··· INFORMATION PROVIDED ···

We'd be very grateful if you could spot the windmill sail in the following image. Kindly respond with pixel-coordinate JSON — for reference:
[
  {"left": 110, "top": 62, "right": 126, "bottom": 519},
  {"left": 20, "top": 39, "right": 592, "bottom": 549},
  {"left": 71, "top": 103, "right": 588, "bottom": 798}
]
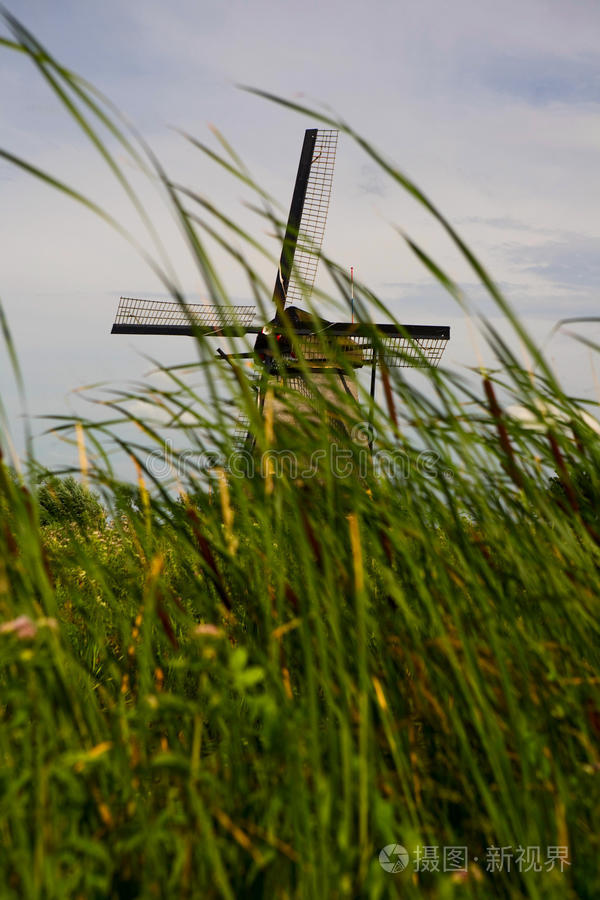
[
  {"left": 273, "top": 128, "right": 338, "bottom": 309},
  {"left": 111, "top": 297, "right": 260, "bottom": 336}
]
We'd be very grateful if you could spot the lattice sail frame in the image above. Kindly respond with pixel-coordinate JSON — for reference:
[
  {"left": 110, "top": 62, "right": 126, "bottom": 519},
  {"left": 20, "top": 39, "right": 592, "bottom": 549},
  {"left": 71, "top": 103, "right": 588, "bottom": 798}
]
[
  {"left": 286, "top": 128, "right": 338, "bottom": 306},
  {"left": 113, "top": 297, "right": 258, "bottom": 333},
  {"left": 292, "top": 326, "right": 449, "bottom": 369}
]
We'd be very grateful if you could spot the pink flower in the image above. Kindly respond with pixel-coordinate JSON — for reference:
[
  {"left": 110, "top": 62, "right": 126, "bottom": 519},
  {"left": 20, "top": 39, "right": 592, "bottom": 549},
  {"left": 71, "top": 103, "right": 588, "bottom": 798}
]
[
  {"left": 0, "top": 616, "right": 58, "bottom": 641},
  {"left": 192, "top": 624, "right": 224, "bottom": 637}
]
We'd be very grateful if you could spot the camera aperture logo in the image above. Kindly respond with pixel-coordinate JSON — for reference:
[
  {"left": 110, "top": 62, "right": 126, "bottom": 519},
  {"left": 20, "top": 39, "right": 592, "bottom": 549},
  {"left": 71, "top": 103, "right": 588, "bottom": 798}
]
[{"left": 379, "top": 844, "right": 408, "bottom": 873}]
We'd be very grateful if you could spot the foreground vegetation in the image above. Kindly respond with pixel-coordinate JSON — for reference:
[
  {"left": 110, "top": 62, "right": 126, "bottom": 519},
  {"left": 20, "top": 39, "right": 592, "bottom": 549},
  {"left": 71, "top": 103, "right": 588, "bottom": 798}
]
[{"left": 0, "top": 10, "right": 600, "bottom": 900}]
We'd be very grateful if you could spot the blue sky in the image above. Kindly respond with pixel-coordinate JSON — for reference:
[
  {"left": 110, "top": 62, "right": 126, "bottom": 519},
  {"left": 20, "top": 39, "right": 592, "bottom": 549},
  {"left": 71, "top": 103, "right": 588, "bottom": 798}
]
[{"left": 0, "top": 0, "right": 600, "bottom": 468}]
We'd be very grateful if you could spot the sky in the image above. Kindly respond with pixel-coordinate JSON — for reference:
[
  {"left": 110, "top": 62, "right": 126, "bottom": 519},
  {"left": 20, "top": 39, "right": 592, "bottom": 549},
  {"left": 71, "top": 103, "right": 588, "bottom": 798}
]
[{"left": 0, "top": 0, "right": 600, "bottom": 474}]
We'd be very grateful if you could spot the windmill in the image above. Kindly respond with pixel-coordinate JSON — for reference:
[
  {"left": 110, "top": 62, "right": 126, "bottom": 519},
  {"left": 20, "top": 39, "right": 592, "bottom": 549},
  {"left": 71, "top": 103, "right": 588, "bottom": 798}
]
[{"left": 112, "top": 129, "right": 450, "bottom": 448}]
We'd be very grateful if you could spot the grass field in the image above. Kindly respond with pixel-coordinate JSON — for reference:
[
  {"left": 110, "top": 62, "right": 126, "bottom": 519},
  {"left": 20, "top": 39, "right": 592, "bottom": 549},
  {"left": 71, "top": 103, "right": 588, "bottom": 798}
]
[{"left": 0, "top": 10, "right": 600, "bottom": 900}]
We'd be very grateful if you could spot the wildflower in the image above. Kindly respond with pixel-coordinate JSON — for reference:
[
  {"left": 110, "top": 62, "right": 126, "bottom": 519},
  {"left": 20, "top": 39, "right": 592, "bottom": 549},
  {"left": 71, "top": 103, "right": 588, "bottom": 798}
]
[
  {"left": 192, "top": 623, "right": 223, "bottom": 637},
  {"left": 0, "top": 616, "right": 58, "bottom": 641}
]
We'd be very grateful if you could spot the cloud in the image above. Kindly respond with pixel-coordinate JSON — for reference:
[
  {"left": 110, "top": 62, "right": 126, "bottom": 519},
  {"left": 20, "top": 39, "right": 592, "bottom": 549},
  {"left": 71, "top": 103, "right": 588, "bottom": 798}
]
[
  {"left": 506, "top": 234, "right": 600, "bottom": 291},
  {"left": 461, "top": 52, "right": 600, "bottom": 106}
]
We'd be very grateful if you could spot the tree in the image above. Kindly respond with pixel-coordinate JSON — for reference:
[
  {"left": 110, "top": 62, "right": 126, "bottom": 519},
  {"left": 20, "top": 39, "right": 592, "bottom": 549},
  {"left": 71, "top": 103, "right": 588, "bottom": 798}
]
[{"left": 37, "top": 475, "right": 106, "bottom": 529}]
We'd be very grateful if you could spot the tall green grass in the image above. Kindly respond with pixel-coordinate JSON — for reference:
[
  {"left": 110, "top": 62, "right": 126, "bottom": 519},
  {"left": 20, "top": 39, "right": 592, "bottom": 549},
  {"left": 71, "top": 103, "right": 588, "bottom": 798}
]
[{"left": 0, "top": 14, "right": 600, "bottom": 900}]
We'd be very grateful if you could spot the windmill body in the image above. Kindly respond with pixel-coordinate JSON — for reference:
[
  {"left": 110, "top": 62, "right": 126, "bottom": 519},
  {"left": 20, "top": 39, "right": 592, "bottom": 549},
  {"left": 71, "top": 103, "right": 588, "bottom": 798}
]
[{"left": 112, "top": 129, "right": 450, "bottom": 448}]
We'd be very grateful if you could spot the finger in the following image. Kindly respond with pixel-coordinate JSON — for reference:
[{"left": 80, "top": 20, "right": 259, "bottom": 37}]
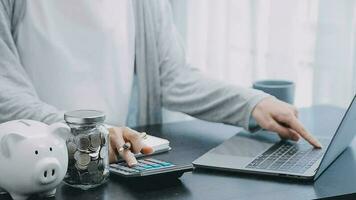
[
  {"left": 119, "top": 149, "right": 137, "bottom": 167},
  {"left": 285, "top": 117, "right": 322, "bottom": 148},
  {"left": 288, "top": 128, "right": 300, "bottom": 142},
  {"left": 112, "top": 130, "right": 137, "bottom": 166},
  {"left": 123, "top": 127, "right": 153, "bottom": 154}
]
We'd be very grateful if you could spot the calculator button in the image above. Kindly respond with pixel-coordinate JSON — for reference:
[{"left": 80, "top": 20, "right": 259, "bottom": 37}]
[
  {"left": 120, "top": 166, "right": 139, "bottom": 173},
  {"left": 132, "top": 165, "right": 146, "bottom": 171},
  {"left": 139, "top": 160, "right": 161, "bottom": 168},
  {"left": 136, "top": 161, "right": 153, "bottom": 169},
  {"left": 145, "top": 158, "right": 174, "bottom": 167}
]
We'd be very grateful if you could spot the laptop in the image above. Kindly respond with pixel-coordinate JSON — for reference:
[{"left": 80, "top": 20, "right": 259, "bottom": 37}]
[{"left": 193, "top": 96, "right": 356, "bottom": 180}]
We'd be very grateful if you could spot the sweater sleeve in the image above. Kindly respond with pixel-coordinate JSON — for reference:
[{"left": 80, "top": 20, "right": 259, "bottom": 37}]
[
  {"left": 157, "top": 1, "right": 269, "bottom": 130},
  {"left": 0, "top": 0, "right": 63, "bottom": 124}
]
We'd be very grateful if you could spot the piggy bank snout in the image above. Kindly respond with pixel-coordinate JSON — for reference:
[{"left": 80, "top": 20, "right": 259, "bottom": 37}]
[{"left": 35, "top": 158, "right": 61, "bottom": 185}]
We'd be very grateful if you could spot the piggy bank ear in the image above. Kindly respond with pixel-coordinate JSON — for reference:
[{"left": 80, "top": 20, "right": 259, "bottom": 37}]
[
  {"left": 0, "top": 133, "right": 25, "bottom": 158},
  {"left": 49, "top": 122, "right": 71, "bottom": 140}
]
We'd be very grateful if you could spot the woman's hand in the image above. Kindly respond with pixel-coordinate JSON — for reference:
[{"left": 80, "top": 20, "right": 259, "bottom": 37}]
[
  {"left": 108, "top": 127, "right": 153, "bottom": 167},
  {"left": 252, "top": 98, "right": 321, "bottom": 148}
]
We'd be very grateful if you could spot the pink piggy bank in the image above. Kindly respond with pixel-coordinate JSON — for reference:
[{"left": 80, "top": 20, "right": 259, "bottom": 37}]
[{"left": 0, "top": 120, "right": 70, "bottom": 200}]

···

(STATED TASK) How many of the lines above contain the string "piggy"? Case counts. Reply with the number alone.

(THE REPLY) 3